[PROBLEM STATEMENT]: Please restate exactly the lines of the data below, beginning with the line containing "Annotate the beech" and ending with the last line.

[RECORDS SUPPLIED]:
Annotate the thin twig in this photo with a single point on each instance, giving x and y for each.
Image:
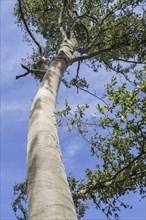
(22, 75)
(94, 95)
(27, 28)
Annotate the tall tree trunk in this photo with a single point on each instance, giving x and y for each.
(49, 196)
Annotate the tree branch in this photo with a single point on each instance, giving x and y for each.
(27, 28)
(35, 71)
(22, 75)
(88, 56)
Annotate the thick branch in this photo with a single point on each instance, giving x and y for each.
(35, 71)
(27, 28)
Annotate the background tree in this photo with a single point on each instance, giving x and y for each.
(97, 33)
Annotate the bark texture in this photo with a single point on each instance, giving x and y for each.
(49, 196)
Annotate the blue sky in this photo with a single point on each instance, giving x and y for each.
(16, 96)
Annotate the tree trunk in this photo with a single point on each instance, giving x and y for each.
(49, 196)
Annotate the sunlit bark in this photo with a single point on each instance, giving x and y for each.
(49, 196)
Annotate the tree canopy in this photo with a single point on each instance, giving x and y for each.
(109, 34)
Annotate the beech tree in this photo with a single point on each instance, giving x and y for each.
(92, 33)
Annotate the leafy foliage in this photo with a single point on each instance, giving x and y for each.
(118, 144)
(110, 34)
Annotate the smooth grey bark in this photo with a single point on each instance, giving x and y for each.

[YOUR SOLUTION]:
Annotate the beech tree in this photo with a single point on each instance, giving x and y for each.
(92, 33)
Annotate the leafy foliage in this photo with a single point on each instance, giving x and y for each.
(118, 144)
(110, 34)
Annotate the smooth grey bark in this photo with a single point on each instance, giving x and y for each.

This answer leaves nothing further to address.